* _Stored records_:
══════════
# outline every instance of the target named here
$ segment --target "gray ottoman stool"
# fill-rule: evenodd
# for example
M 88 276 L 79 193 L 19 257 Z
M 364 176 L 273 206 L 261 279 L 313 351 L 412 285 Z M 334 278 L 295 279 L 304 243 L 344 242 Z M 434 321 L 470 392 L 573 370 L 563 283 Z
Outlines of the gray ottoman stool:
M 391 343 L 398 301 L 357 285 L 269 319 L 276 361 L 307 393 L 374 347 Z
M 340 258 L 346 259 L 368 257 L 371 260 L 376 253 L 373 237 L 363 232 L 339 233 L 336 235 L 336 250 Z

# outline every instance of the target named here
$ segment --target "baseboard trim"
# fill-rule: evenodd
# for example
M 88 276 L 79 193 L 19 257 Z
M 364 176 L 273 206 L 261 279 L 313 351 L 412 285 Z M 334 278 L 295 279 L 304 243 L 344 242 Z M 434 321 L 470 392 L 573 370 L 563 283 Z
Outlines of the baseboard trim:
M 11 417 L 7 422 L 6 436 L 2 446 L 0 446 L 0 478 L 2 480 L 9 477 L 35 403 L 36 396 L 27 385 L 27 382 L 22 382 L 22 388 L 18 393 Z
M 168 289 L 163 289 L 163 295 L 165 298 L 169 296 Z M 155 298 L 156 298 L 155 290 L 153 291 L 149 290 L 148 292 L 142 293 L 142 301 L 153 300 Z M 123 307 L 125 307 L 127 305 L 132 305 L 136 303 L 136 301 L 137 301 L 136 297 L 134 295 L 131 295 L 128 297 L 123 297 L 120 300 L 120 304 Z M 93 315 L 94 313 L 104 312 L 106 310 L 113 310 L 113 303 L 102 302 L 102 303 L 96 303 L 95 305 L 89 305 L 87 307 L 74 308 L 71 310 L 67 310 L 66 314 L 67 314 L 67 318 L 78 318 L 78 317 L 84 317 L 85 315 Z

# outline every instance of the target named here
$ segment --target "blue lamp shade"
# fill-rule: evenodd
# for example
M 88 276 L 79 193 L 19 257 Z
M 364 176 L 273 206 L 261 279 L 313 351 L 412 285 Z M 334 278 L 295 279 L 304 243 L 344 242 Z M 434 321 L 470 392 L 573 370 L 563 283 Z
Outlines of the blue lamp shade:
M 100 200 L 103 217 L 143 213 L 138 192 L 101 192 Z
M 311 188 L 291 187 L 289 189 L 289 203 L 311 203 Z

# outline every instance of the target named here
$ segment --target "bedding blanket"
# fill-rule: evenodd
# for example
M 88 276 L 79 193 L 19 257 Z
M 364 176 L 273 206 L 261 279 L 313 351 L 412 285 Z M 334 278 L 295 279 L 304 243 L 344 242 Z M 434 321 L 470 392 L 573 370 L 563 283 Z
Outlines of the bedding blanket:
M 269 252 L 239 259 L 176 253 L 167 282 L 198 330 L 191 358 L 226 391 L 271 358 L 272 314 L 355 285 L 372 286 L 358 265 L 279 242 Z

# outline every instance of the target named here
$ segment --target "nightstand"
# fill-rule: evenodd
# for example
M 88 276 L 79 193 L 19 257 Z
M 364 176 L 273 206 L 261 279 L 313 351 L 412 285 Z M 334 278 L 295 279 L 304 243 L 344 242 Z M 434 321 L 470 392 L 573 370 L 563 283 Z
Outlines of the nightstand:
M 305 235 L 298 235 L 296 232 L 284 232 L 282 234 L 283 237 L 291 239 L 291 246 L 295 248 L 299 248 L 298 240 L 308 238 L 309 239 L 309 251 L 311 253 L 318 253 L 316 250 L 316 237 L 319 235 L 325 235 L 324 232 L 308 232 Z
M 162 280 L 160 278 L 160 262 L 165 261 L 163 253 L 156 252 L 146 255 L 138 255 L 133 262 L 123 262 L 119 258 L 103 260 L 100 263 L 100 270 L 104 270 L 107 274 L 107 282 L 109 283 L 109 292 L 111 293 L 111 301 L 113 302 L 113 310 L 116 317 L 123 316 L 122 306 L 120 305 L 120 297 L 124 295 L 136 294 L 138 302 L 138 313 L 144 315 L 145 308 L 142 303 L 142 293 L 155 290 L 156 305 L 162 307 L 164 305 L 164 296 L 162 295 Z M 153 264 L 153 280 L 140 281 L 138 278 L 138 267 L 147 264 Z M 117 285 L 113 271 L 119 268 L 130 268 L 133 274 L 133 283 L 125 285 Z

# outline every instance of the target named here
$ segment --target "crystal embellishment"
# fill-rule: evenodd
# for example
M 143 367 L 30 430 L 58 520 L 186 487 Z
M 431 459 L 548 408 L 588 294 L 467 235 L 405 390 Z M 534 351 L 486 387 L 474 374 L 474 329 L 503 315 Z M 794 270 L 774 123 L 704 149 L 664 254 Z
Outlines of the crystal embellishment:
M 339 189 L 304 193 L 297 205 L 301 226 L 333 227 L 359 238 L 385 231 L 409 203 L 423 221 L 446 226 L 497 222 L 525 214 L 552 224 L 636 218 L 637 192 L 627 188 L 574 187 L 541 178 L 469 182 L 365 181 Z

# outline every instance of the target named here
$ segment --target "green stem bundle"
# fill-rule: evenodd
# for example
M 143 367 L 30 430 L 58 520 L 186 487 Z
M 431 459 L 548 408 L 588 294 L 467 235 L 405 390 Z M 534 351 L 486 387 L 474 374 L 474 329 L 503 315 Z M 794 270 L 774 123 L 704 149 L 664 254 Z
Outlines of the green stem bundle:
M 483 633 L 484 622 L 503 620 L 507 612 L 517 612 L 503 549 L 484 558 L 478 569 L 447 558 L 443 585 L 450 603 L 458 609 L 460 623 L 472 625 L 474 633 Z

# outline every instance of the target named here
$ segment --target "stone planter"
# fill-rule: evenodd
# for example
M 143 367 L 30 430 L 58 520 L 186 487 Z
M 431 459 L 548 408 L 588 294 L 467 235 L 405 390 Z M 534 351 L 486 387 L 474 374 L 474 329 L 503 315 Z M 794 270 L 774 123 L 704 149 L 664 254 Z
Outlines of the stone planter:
══════════
Apply a filter for "stone" to the data above, then copy each line that matches.

* _Solved exercise_:
$ segment --target "stone planter"
Outlines of the stone planter:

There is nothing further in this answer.